(SUPPLIED TEXT)
.....

For the most part, a bankruptcy filing is intended to stop one’s creditors from harassing and seeking to collect outstanding debts. But what kind of bankruptcy should be filed and what are the differences between these available choices? For the overwhelming majority of individuals either Chapter 7 or Chapter 13 are the options to be considered. Chapter 7 allows for liquidation of one’s assets, while protecting certain exempt assets so the Debtor can obtain a “fresh start.” This procedure involves the debtor laying out all of his or her assets and liabilities in a filing referred to as a ‘schedule”. The trustee appointed by the court then liquidates any non-exempt assets and divides the money between the creditors generally based on the size of his or her claims. Chapter 7 normally allows the debtor to keep his or her house and car if one is owned if he or she can pay the mortgage or loan against them. The debtor receives a “discharge” of his or her debts which frees them of the legal obligation to pay the debts. The discharge does not remove mortgages or other secured claims against property, so if the debtor wishes to retain the property he or she must continue to pay for it. Additionally, certain types of debts (taxes, alimony and child support, student loans and others), are not dischargeable.

.....

(REQUIRED TASK A) Does each statement agree with the bankruptcy passage? Answer yes or no for each, and quote the deciding words. (i) A Chapter 7 discharge removes mortgages against the debtor's property. (ii) A trustee appointed by the court liquidates non-exempt assets. (iii) Student loans can be discharged.
The bankruptcy passage and the entries come from unrelated sources.

.....

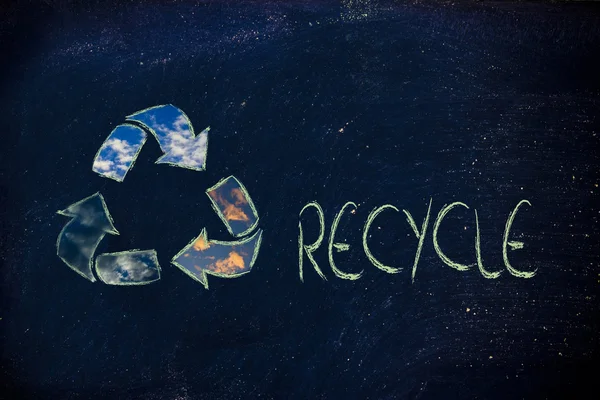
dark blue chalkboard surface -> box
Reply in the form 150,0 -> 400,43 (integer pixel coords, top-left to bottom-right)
0,0 -> 600,399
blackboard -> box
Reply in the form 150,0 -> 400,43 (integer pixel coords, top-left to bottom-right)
0,0 -> 600,399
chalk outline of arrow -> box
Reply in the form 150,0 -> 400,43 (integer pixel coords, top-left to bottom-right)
125,103 -> 210,171
94,249 -> 161,286
56,192 -> 120,282
92,123 -> 151,183
206,175 -> 260,237
171,228 -> 263,289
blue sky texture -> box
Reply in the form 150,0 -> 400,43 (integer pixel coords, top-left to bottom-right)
92,124 -> 147,182
127,104 -> 210,170
96,250 -> 160,285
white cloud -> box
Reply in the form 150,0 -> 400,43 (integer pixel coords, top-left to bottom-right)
97,251 -> 158,285
92,125 -> 146,181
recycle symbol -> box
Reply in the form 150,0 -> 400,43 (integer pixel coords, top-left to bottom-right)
56,104 -> 262,289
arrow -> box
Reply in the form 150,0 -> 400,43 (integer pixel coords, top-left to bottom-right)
127,104 -> 210,171
56,193 -> 119,282
171,228 -> 262,289
96,249 -> 160,286
92,124 -> 148,182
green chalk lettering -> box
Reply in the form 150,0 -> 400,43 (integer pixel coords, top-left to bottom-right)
363,204 -> 402,274
475,210 -> 502,279
402,199 -> 433,283
433,201 -> 475,271
298,201 -> 327,282
502,200 -> 537,279
327,201 -> 364,281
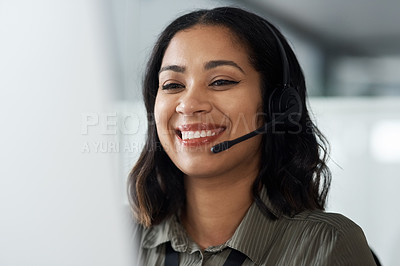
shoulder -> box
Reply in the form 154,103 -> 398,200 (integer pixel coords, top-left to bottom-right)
284,211 -> 374,265
286,210 -> 362,234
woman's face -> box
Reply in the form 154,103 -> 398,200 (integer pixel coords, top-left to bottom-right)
154,26 -> 262,177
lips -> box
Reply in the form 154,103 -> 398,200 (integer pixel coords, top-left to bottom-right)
176,124 -> 226,146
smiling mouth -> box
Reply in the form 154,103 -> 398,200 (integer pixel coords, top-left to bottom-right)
176,124 -> 226,146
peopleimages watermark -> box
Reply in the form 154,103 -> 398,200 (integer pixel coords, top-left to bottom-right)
81,140 -> 144,153
81,112 -> 306,153
81,112 -> 147,135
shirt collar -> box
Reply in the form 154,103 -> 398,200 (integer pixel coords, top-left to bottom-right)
142,187 -> 283,264
227,187 -> 283,265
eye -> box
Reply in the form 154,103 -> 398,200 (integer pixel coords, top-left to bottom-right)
162,83 -> 185,93
209,79 -> 240,90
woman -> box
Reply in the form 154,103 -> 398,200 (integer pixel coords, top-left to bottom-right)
129,7 -> 375,265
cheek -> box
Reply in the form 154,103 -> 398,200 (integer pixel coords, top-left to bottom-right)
154,96 -> 175,141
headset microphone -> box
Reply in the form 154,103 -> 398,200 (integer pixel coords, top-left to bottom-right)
211,21 -> 303,153
211,106 -> 298,153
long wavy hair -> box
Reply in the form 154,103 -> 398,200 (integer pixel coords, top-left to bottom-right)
128,7 -> 331,227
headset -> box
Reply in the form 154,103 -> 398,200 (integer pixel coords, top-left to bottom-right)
211,21 -> 302,153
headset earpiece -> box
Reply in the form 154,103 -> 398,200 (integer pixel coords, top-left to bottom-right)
268,86 -> 302,127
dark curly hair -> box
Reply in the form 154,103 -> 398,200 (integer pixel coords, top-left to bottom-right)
128,7 -> 331,226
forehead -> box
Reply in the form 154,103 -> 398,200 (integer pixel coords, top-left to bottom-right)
163,25 -> 249,63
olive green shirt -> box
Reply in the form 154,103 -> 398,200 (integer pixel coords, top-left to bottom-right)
134,189 -> 375,266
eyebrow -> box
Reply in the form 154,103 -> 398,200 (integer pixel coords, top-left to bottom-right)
158,65 -> 186,75
158,60 -> 245,75
204,60 -> 244,73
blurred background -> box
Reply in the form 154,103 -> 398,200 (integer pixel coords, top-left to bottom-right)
0,0 -> 400,265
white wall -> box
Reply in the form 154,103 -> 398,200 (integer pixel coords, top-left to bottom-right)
0,0 -> 132,266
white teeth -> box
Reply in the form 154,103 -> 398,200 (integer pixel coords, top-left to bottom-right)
181,130 -> 220,140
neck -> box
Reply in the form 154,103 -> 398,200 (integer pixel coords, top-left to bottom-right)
181,171 -> 257,249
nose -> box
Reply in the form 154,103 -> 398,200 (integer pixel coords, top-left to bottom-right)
176,87 -> 212,116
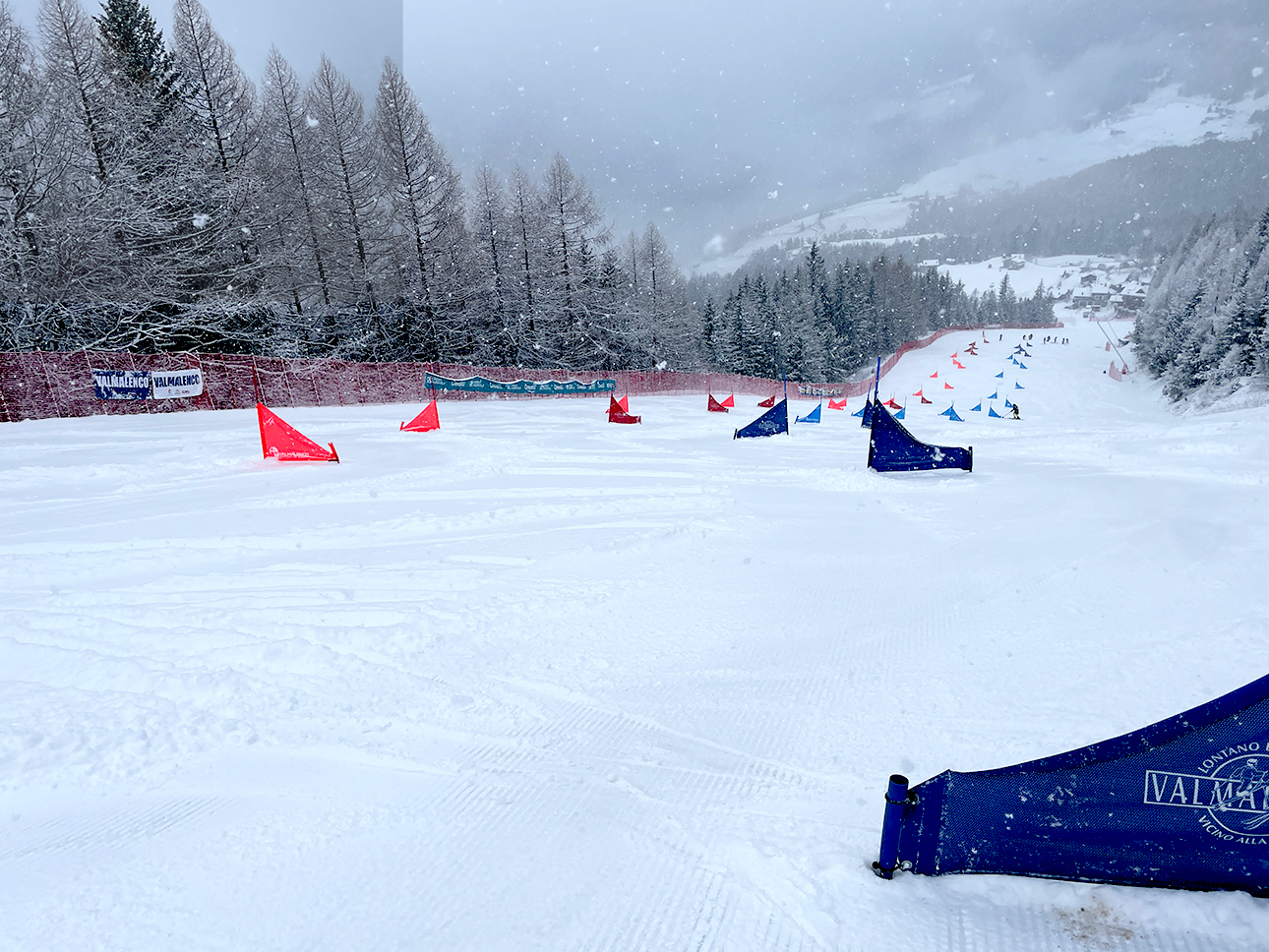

.....

(REQUIRED TASK B) Please echo the lines of the entries starting at the line that contains "olive green shirt -> box" and ending at the line that contains "204,60 -> 244,73", both included.

(SOLUTION A)
(i) No: "The discharge does not remove mortgages or other secured claims against property"
(ii) Yes: "The trustee appointed by the court then liquidates any non-exempt assets"
(iii) No: "certain types of debts (taxes, alimony and child support, student loans and others), are not dischargeable."

(SOLUTION B)
olive green shirt -> box
Reply in the form 154,103 -> 398,200 (integer pixel coords, top-left to bottom-right)
134,189 -> 375,266
eyebrow -> box
Reply in the form 154,103 -> 398,200 (integer pixel coords, top-left to bottom-right)
158,65 -> 186,75
158,60 -> 245,75
204,60 -> 244,73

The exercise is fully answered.